*** DATASET RECORDS

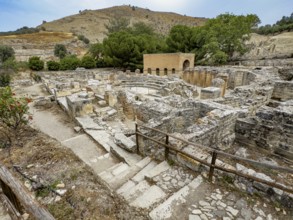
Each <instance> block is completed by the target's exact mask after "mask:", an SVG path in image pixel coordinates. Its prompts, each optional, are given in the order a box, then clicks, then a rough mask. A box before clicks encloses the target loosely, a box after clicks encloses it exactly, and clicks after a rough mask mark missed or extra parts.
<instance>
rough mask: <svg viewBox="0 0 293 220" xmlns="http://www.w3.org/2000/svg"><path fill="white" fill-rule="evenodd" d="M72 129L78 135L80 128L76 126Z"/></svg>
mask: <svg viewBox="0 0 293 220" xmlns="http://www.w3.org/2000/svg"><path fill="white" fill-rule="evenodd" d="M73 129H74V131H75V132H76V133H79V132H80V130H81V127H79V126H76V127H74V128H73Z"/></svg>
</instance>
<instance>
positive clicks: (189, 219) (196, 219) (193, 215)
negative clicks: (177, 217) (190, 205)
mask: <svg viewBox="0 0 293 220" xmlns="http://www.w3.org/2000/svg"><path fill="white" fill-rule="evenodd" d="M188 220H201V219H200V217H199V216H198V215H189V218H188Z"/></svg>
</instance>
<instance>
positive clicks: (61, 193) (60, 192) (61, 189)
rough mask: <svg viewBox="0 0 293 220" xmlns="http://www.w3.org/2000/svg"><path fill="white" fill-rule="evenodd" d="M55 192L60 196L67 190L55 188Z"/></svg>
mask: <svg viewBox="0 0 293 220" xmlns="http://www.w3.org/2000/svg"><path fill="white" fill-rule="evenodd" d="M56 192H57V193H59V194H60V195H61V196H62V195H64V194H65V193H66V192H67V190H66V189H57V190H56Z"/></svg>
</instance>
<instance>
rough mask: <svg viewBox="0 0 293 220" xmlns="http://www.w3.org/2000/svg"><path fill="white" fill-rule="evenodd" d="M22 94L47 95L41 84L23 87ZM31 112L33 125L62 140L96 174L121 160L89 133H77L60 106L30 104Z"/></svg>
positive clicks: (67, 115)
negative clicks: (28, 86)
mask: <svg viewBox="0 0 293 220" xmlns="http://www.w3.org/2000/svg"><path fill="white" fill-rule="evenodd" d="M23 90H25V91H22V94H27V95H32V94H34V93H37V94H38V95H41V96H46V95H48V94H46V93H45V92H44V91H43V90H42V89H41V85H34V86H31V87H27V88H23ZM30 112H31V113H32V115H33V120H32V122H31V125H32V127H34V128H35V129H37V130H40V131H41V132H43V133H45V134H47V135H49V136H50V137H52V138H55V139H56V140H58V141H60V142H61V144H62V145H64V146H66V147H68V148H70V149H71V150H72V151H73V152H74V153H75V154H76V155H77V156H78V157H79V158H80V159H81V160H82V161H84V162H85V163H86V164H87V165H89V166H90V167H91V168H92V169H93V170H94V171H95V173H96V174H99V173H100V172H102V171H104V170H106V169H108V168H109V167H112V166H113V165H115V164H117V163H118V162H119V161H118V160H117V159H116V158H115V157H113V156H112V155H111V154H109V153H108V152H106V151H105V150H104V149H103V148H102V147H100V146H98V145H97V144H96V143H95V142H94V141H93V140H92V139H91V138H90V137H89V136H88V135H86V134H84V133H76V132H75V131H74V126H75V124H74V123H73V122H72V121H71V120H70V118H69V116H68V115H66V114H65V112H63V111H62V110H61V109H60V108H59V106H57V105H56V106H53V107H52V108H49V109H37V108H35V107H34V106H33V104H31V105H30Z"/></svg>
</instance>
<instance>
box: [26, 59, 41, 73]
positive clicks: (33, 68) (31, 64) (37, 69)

******

**EXERCISE BRIEF:** Each line that contains the string "positive" should be copied from the data above.

**RESPONSE TO THE TASK:**
positive clicks: (189, 219) (196, 219) (193, 215)
positive clicks: (61, 193) (60, 192) (61, 189)
positive clicks: (67, 115)
positive clicks: (33, 68) (31, 64) (37, 69)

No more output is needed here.